• [WORK INSTRUCTION]:
Answer these questions from the post on pain treatment and opioid guidelines below:
(a) What blood pressure reading does it give as the normal range?
(b) Of the 100,000 deaths in the 2021 headlines, how many are attributed to illegal fentanyl?
(c) In the third response, which medication makes hydrocodone less effective for the writer?

• [SUPPLIED TEXT]:
━━━━━━━━━━━━━━━━━━━━

I would have to  dig it up, but it was well distributed back in 2016 after the CDC guidelines were published that the studies that the CDC committee used to come to their recommendations… in regards to the quality of the data used in the studies… most were rated 3-4 on a scale of 4… where “1′ is excellent and “4” is CRAP.

If your blood pressure is above what is consider a normal range of 135/85 and no amount of blood pressure meds will get it down or your high blood pressure is being ignored…  high blood pressure is called the “silent killer”…   high blood pressure will cause strokes, heart attack, eye & kidney damage. and a premature death…

Under/uncontrolled pain may cause anxiety, depression and suicide.  This chart may have been published before 2011 – but this one has been around for 10 yrs..

how many different different health issues do you have that are a separate and distinct sources of pain ?  A implanted pump will not always “hit” all the sources of pain and some sources of pain – within the body – will cause higher intensity of pain than others.. so a specific concentration of a pain med – may or may not put a “dent” in the intensity of pain from one or more pain generators.

There is no or a very high LD50 or upper dose limits for opiates and a pt that has been on them for a long time not many meds share that characteristic.

I would ask your doc… what level of pain does the CDC and state health dept guidelines suggest is an acceptable level of a pain that a pt should be expected to live or EXIST with ?

How many other chronic diseases does the state health dept and/or CDC have no target test/lab value that should be the goal in treating a pt ?

The headlines that your doc is referring to 2021 – 100,000 deaths – and that is OD’s from ALL DRUGS… it is estimated that within those numbers is 15,000 bleed out deaths from the use/abuse of NSAIDS… and 75,000 is from illegal fentanyl coming from China via Mexico

Depending on which study you wish to believe those pts that end up being addicted after getting a legal opiate prescribed is somewhere between 0.6% -2%.  So we should deny 98%+ of chronic pain pts from adequate treatment to MAYBE prevent <2% from becoming addicted ..  and probably those in that <2% are already using/abusing alcohol & Nicotine…they have a addictive personality … they will at some point find some substance that they “like the way that it makes them feel”… silences the demons in their head and/or monkeys on their backs.

That 100,000 number does not include the 100,000/yr deaths from the use/abuse of the drug alcohol and the 450,000/yr deaths from the use/abuse of the drug Nicotine

Second chart is from when the Decade of Pain law expired and was not renewed… OD’s from Pharma opiates is virtually FLAT FOR 10 YRS.. – what we don’t know, if the CDC knew and did not disclose – how many of those OD’s had a legal rx for the pharma opiate found in their toxicology –  if they would have disclosed that number – would have suggested SUICIDES…  the toxicology of the typical OD’s contains 4-7 different substances/drugs – with one typically being the drug ALCOHOL .

3 Responses

  1. This has to be the most disgusting sad thing I have read in quite some time beside the fact that we have lost three patients recently. I cannot believe that there are doctors out there that do not research this information. I believe it may be a blessing in disguise that this doctor is ignorant because hopefully she finds a doctor that is not. I would certainly utilize the information you have provided her with and send it back to that doctor for his response that is egregious behavior from a professional. I hope she utilizes every entity to defame this ignorant fool

  2. yes Jen ,my doctor said the exact same thing. It’s like thy have a script. Do no harm is no longer in the script .

  3. I had the drug metabolism test done on me to see how I metabolize medications. Even knowing I was a rapid metabolizer of hydrocodone she continues to give it to me because other pain meds are to controversial apparently. Not only do I rapidly metabolize but I also take Paxil which according to my testing makes the hydrocodone less affective. Knowing these things my doctor still gives me the same medication because it’s safest for her.

━━━━━━━━━━━━━━━━━━━━

• [RECORDED INFORMATION]:
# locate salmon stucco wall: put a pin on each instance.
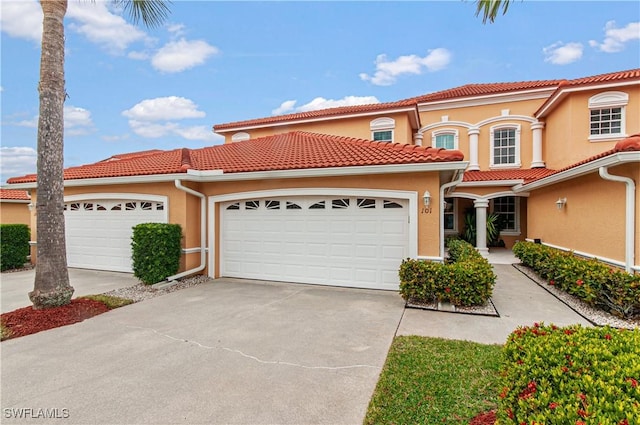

━━━━━━━━━━━━━━━━━━━━

• [EXERCISE SOLUTION]:
(a) 135/85
(b) 75,000
(c) Paxil